===== SUPPLIED DATA =====

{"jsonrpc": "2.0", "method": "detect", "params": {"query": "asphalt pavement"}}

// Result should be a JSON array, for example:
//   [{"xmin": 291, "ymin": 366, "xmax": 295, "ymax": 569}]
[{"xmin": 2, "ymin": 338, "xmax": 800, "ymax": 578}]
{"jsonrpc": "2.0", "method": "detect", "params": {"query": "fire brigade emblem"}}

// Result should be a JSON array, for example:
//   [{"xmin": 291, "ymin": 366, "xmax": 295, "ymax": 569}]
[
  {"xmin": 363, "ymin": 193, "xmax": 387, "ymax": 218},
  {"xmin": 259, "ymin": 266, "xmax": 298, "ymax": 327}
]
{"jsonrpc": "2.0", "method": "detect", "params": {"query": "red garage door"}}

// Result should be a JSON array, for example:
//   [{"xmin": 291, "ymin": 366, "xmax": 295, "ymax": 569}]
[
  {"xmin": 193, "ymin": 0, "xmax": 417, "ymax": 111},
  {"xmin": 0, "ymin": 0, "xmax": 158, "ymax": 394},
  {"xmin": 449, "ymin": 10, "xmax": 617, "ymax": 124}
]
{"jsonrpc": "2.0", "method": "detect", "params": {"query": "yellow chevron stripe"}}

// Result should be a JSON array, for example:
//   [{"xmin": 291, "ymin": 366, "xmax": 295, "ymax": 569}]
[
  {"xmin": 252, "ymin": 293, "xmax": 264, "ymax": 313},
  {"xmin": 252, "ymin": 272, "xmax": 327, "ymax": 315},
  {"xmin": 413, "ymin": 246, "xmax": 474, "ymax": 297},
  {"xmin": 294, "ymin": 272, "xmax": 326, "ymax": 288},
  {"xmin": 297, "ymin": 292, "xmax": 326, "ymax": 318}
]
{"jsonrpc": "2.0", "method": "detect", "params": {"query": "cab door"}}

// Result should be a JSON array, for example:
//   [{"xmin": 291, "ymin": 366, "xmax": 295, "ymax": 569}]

=====

▶ _WHAT YOU WILL DO_
Pull every line with the string "method" from the data above.

▶ _OUTPUT FOR THIS EXERCISE_
{"jsonrpc": "2.0", "method": "detect", "params": {"query": "asphalt pavement"}}
{"jsonrpc": "2.0", "method": "detect", "params": {"query": "fire brigade emblem"}}
{"jsonrpc": "2.0", "method": "detect", "params": {"query": "red garage door"}}
{"jsonrpc": "2.0", "method": "detect", "params": {"query": "yellow chevron stripe"}}
{"jsonrpc": "2.0", "method": "detect", "params": {"query": "cab door"}}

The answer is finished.